Given problem: Can you reproduce, word for word, everything from the line containing "Locate the bald" down to the end of the items below, and nothing else?

....

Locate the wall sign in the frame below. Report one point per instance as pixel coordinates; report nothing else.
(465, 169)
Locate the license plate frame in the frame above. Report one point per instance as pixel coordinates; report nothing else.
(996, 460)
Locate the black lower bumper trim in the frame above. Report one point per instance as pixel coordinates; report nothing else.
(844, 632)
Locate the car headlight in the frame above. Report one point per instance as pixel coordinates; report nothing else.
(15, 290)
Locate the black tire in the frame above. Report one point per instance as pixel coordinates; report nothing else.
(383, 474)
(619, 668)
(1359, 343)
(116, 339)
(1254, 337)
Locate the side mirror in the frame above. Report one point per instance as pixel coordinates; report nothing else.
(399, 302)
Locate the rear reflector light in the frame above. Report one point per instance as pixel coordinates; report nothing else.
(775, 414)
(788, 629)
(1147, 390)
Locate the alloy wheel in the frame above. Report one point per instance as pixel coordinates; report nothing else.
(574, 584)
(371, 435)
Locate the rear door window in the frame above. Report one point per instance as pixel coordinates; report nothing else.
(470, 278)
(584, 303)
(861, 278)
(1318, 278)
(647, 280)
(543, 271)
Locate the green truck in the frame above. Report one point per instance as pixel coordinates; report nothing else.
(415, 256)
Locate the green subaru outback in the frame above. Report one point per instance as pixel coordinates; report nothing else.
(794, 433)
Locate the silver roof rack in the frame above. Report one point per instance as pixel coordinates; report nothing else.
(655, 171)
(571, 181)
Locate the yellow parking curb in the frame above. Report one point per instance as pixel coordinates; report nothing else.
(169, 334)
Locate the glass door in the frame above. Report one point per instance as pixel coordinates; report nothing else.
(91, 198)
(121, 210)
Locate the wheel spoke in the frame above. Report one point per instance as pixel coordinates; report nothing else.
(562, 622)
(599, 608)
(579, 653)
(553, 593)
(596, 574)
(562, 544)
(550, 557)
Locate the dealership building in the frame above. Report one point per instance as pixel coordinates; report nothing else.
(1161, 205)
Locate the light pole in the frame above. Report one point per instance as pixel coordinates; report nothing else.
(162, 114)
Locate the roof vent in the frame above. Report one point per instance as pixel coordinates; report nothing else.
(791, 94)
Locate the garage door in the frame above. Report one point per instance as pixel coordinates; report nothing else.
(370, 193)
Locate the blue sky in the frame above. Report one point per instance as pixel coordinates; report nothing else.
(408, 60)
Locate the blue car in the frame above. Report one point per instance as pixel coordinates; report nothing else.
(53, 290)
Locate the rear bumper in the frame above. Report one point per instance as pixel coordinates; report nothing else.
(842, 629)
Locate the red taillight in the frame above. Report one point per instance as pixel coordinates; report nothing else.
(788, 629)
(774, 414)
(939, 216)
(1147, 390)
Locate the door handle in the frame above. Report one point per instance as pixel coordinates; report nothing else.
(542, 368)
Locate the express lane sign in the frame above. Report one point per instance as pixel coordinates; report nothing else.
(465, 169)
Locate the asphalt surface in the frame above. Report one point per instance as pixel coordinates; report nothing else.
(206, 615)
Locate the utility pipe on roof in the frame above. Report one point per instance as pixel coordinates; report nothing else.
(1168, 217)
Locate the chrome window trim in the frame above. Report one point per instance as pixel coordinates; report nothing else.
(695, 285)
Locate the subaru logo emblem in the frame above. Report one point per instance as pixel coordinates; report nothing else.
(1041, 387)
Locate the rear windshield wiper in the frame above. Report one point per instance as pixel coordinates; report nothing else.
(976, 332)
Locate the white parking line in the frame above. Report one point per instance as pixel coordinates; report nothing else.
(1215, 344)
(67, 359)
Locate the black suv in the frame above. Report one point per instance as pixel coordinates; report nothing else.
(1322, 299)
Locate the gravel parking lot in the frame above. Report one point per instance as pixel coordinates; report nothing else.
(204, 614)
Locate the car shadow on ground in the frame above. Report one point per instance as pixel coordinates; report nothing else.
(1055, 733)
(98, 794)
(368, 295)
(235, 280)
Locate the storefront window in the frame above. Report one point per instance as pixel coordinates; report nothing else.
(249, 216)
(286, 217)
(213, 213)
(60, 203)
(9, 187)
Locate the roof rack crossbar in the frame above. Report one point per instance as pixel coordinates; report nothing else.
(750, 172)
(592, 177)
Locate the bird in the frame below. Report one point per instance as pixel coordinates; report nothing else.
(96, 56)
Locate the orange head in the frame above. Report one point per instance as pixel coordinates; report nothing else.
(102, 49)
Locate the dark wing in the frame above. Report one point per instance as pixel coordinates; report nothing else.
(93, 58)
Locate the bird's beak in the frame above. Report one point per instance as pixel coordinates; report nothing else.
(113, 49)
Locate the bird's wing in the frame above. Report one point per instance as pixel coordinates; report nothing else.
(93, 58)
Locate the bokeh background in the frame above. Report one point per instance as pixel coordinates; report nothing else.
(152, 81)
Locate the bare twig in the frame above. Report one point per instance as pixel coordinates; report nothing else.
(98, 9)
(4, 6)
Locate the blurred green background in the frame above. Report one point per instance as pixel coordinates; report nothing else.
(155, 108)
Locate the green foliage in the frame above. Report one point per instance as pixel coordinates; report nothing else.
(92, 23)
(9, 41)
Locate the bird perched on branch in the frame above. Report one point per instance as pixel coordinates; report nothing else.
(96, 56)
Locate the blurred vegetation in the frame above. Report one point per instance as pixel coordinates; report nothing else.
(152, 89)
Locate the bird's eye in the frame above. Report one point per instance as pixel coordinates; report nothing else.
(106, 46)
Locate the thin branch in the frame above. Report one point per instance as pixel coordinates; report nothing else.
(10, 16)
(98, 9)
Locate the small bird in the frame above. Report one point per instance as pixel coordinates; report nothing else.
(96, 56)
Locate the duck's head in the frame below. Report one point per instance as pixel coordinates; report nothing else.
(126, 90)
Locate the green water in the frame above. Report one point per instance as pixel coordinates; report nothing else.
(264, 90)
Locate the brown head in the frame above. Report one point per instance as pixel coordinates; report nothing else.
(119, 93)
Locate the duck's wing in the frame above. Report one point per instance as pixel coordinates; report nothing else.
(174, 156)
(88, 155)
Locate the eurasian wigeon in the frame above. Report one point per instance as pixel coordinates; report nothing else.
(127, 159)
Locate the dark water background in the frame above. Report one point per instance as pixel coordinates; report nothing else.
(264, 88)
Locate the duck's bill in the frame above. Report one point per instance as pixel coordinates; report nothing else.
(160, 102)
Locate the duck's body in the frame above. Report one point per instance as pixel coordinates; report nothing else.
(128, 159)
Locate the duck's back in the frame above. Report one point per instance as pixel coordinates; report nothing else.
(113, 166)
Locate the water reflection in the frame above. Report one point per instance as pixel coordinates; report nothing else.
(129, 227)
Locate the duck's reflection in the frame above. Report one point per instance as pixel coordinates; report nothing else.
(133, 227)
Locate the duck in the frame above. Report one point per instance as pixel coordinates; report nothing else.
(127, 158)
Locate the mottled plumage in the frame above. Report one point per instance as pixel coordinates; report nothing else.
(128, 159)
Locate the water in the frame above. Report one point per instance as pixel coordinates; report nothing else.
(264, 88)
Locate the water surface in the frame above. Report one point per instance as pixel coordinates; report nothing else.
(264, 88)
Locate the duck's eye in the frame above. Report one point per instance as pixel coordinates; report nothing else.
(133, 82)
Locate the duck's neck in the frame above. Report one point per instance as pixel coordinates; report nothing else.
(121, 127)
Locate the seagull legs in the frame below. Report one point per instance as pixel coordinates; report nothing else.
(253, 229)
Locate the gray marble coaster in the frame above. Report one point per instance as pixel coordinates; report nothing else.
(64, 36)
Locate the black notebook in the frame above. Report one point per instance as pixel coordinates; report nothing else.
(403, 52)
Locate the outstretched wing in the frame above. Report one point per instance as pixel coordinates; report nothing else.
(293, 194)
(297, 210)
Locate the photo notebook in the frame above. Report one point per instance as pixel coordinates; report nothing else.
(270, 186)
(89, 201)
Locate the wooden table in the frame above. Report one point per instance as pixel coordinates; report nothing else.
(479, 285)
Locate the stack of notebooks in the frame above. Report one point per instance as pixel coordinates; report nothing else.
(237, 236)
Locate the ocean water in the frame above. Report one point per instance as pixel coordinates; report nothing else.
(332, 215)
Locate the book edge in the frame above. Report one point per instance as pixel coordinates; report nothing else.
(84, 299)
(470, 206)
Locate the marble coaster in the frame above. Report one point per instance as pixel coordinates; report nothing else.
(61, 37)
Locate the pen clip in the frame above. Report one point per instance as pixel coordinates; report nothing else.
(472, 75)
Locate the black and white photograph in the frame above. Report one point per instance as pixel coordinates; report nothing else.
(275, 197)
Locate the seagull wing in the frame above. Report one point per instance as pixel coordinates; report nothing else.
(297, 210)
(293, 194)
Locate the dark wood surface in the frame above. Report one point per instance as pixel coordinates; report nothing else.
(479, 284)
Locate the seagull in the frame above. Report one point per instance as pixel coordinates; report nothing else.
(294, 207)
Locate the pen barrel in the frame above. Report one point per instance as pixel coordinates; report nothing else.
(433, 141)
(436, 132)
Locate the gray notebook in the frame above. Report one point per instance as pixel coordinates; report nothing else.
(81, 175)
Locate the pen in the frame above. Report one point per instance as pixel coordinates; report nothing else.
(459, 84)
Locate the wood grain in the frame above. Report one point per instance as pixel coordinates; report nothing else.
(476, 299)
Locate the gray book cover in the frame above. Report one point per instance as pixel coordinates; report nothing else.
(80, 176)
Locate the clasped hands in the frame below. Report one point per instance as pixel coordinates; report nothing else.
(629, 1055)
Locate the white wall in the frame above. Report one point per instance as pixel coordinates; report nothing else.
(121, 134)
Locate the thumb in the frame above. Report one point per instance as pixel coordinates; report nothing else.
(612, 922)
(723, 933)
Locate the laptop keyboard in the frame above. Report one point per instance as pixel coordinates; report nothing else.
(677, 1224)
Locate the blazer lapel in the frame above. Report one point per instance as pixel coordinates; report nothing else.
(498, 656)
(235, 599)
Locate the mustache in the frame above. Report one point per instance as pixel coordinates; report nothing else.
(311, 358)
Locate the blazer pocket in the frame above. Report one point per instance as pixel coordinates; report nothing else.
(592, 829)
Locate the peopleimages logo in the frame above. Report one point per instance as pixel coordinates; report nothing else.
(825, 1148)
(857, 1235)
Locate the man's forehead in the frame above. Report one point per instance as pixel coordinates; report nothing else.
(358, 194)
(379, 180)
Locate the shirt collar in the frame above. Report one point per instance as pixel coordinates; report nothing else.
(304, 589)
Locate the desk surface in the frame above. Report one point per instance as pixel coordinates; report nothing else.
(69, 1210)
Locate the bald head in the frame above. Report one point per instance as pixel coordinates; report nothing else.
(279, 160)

....

Correct answer:
Locate the bald head in the frame above. Report one point per instance as pixel coordinates; report nothing else.
(279, 160)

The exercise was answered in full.